§ DATA ENTRIES:
=====

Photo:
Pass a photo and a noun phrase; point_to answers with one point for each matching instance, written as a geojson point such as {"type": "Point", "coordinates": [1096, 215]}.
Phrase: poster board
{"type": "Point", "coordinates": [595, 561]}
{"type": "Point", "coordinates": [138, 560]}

=====

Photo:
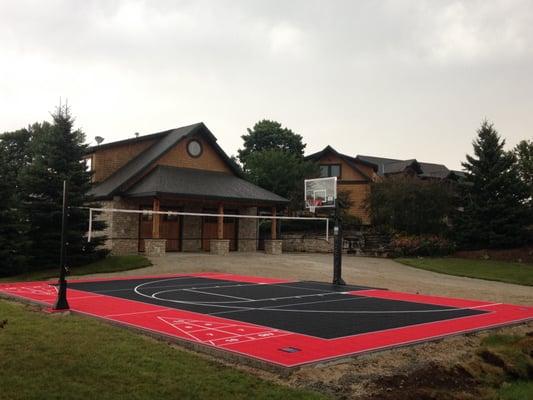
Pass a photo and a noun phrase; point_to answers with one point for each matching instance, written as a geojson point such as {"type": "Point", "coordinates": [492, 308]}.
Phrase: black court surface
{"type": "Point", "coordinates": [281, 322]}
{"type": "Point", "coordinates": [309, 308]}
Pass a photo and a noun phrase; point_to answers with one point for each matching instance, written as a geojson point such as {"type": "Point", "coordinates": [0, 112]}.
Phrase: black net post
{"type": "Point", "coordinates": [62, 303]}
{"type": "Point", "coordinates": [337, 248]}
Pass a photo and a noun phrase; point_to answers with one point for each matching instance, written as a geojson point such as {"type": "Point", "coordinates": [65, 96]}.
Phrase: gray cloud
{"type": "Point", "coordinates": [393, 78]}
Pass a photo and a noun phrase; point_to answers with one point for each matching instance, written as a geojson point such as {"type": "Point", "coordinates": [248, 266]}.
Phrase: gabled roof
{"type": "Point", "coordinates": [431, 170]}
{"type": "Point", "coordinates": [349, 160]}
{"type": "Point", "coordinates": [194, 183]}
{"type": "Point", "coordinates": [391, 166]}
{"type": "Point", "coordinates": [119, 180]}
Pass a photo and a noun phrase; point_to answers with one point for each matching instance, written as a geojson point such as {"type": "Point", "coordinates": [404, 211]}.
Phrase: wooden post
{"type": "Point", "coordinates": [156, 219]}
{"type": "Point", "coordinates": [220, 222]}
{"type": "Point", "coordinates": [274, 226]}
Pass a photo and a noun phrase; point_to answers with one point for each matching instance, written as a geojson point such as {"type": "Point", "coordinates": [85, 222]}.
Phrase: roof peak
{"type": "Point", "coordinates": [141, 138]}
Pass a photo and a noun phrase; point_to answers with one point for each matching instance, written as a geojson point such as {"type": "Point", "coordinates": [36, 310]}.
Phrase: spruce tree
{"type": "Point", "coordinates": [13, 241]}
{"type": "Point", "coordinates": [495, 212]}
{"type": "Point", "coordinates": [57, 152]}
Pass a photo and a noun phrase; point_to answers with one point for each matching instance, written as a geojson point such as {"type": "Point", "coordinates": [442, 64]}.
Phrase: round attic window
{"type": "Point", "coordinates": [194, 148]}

=====

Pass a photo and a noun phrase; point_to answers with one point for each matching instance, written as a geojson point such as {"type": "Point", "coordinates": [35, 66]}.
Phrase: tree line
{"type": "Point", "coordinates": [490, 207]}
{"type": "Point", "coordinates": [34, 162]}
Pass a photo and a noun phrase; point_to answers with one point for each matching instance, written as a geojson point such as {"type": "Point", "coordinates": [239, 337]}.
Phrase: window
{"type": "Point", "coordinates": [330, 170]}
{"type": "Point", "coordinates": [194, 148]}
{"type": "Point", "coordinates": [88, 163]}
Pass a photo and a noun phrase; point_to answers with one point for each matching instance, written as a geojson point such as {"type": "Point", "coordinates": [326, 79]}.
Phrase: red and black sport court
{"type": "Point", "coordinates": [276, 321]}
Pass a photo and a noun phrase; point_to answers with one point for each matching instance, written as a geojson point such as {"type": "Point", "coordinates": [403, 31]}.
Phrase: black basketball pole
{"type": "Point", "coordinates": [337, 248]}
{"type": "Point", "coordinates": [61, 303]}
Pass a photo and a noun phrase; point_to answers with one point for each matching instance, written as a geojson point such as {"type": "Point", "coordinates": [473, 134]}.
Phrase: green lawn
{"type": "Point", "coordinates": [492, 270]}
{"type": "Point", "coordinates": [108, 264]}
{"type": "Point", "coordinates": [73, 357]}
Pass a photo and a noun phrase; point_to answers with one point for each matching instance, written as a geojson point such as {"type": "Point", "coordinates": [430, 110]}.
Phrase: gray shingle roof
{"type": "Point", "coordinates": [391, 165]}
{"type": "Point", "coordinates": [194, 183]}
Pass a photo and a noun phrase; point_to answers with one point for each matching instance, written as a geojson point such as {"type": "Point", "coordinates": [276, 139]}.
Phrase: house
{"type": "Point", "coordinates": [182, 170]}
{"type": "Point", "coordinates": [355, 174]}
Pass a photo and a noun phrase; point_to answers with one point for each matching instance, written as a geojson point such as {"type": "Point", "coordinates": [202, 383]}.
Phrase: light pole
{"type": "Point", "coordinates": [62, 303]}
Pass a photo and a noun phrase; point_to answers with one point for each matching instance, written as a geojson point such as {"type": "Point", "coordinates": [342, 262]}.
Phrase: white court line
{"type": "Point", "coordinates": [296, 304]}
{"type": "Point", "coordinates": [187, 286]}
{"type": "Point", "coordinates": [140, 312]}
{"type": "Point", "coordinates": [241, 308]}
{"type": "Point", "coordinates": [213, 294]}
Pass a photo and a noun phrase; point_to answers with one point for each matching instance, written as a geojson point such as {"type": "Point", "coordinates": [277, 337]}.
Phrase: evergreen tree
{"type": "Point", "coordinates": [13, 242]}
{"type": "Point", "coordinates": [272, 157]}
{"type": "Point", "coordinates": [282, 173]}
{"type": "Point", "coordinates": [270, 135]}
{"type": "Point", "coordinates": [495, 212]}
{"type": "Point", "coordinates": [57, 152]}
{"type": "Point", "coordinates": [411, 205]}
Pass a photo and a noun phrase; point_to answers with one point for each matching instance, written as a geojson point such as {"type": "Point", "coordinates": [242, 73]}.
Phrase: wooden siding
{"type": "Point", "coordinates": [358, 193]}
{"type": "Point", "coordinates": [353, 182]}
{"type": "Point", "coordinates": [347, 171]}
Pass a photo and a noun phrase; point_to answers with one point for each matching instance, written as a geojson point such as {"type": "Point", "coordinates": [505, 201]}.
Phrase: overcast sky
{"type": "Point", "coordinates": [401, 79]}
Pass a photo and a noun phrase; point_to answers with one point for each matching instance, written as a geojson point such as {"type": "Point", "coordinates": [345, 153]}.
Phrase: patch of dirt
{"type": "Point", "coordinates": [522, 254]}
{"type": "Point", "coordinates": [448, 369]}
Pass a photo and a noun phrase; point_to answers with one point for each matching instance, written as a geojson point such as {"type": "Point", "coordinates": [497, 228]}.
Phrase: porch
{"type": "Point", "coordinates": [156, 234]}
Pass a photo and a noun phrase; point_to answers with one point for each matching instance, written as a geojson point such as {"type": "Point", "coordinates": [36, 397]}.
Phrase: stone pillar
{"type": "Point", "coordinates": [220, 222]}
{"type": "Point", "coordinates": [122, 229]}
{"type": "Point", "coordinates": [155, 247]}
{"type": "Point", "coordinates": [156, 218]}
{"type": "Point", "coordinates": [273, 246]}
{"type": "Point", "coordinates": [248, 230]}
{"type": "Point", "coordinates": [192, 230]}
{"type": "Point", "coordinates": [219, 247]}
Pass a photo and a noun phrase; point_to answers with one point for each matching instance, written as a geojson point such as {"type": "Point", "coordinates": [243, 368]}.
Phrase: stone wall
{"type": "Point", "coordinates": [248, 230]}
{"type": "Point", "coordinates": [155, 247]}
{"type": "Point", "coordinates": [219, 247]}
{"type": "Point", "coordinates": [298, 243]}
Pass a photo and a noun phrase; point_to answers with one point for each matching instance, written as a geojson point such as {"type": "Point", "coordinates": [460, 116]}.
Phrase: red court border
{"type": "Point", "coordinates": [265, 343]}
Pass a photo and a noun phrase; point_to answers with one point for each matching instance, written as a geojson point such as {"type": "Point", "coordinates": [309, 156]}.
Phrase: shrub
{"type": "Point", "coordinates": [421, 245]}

=====

State how many lines of the records contain the word "gray". Give only the number.

2